- _TASK SET_
1 > Reproduce the stretch of the Michael Pavone passage from "Pavone was co-creator, as" through "by WWE Studios." word for word.
2 > In the Michael Pavone passage, whom did Pavone replace when he became executive VP of WWE Studios in June 2009?

- _TEXT SEGMENT_
──────────────────────────────

Pavone was co-creator, as well as occasional producer and writer, for the series High Incident (1996–97). In 2002 Pavone was a writer for the television series Street Time. In 2005 Michael Pavone became a writer for the Fox Network show Prison Break. He is credited for writing the episode "Cell Test" in Season 1 of the show.

Pavone occasionally worked as an actor between 1998 and 2019, appearing in 16 episodes of four different television, as well as credits for appearing in four short films. His most prolific work was 12 episodes – ranging from two to five appearances per season – over the four season run of Any Day Now (1998–2002).

Pavane has also worked as television director, directing episodes of Jack & Jill, Everwood and the aforementioned The Client series. As well as directing the films That's What I Am (2011), The Reunion (2011), which were both produced by WWE Studios.

===WWE===
It was reported in the August 4, 2008 edition of the Wrestling Observer Newsletter that Pavone was hired by WWE as a creative consultant to the writers of the company's shows Monday Night Raw on USA Network and Friday Night SmackDown on Syfy
In June 2009, Pavone took over as executive VP of WWE Studios, replacing Michael Lake, who left the company to pursue other opportunities.

Los Angeles Times reported on August 12, 2011, Mike Pavone has left the company. There was no public reason given for his departure. Pavone's exit from WWE Studios came after the lackluster box office performance of the film That's What I Am.

──────────────────────────────

- _DATA_

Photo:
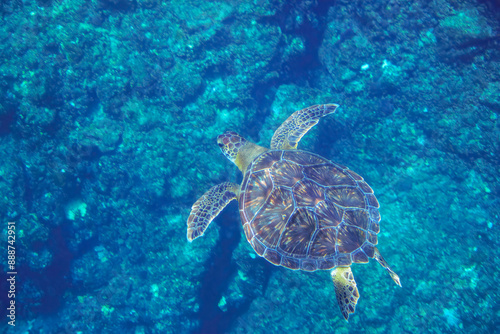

──────────────────────────────

- _ANSWERS TO THE TASKS_
1 >
Pavone was co-creator, as well as occasional producer and writer, for the series High Incident (1996–97). In 2002 Pavone was a writer for the television series Street Time. In 2005 Michael Pavone became a writer for the Fox Network show Prison Break. He is credited for writing the episode "Cell Test" in Season 1 of the show.

Pavone occasionally worked as an actor between 1998 and 2019, appearing in 16 episodes of four different television, as well as credits for appearing in four short films. His most prolific work was 12 episodes – ranging from two to five appearances per season – over the four season run of Any Day Now (1998–2002).

Pavane has also worked as television director, directing episodes of Jack & Jill, Everwood and the aforementioned The Client series. As well as directing the films That's What I Am (2011), The Reunion (2011), which were both produced by WWE Studios.

2 > Michael Lake